PROBLEM:
According to the Hands On report, what is the low-cost fly trap used by Maasai families made from?

SELECTED PASSAGE:
=====
If you are rich the chances of you dying of a controllable disease like malaria are miniscule. People die sooner and suffer more when they are poor. In the rich world it is our lifestyle that is the main killer. Often it is a question of choice – junk food, smoking and lack of exercise will kill you. That’s our choice. In the poor world killer diseases still stalk and the billions who earn less that a few dollars a day don’t have a choice. In Hands On this week we report on cost effective developments that can give the poor chances to suffer less and reduce the risk of dying of a controllable disease such as malaria.
Message in a Bottle – Kenya
The nomadic Maasai families of Kenya depend on their livestock for a living and care for the animals as part of the family. This tradition, combined with their housing construction methods causes the Maasai to be troubled by flies. The disease that is spread by the flies directly affects the families’ health as well as that of the livestock. Children are highly susceptible to diseases such as trachoma and diarrhoea, which are easily transmitted by flies feeding on animal dung. A low-cost design of fly trap, made from two plastic bottles, has helped reduce the prevalence of these diseases.
The Model Patient – UK
For medical students the next best thing to a human is Stan. D Ardman – he is a model patient. Suffering from an array of diseases Stan, a high-tech manikin, is giving these students an ideal opportunity to learn how the body functions in health & disease and to practice their clinical knowledge.
Made in India – India
Poliomyelitis (polio) is a highly infectious disease caused by a virus. It invades the nervous system, and can lead to paralysis. It can strike at any age, but affects mainly children under five years. To help the lives of these sufferers, an organisation called Mobility India has been developing and disseminating improved, appropriate limb-supporting technology. They accompany this technology with patient therapy and training courses for potential health professionals.
=====
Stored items
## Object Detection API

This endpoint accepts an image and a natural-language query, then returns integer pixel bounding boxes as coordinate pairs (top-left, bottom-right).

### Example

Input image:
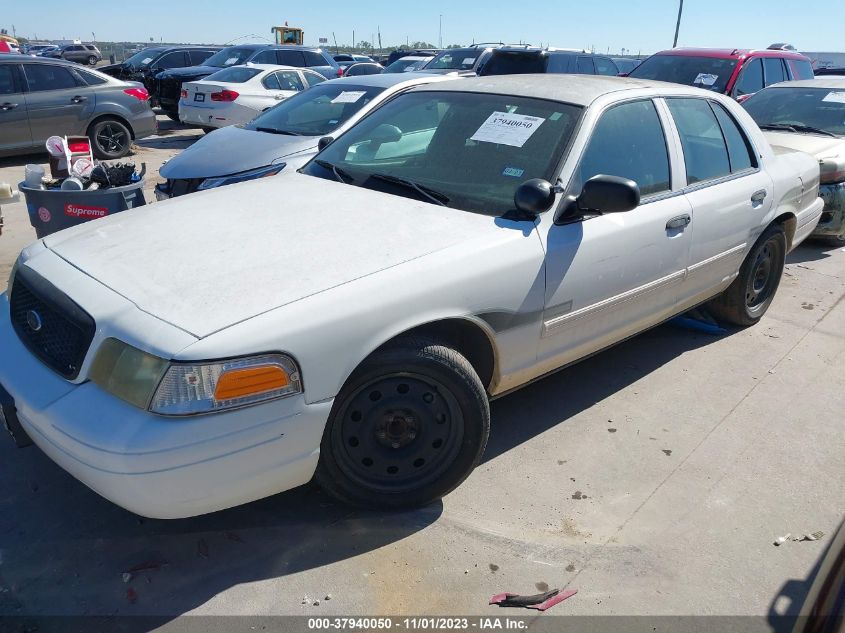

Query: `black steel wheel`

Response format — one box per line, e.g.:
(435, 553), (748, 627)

(88, 119), (132, 160)
(317, 339), (490, 508)
(707, 224), (786, 326)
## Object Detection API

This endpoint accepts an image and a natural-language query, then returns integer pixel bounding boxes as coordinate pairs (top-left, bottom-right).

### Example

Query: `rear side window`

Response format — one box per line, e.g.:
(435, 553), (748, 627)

(786, 59), (815, 79)
(276, 51), (305, 68)
(578, 100), (671, 196)
(24, 64), (78, 92)
(734, 57), (763, 97)
(666, 97), (732, 185)
(763, 57), (786, 86)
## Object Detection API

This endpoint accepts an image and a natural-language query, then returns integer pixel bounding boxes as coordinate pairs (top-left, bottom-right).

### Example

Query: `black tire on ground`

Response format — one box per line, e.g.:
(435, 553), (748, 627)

(707, 224), (786, 326)
(315, 337), (490, 509)
(88, 119), (132, 160)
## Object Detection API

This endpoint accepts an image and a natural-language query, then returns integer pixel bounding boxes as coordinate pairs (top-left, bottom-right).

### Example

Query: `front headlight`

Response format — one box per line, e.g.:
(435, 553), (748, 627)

(197, 163), (286, 191)
(90, 338), (302, 415)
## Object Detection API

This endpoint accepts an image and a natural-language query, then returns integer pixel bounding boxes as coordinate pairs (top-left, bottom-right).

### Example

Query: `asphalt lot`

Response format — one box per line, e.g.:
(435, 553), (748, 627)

(0, 112), (845, 619)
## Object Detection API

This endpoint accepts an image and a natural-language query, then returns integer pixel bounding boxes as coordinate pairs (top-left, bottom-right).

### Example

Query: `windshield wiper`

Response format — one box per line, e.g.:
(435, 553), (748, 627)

(760, 123), (839, 138)
(314, 159), (354, 185)
(255, 127), (302, 136)
(370, 174), (449, 207)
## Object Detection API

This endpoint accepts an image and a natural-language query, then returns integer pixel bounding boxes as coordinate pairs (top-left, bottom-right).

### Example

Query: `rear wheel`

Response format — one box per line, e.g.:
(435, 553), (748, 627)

(316, 338), (490, 509)
(707, 224), (786, 326)
(88, 119), (132, 160)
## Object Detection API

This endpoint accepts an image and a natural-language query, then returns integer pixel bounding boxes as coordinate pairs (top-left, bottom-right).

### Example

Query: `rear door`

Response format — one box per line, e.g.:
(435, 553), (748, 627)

(0, 64), (32, 151)
(23, 63), (96, 145)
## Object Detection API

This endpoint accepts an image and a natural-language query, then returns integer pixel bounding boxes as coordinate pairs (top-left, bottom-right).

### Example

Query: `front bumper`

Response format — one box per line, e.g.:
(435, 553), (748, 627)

(813, 182), (845, 237)
(0, 295), (332, 519)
=====
ANSWER BELOW:
Two plastic bottles.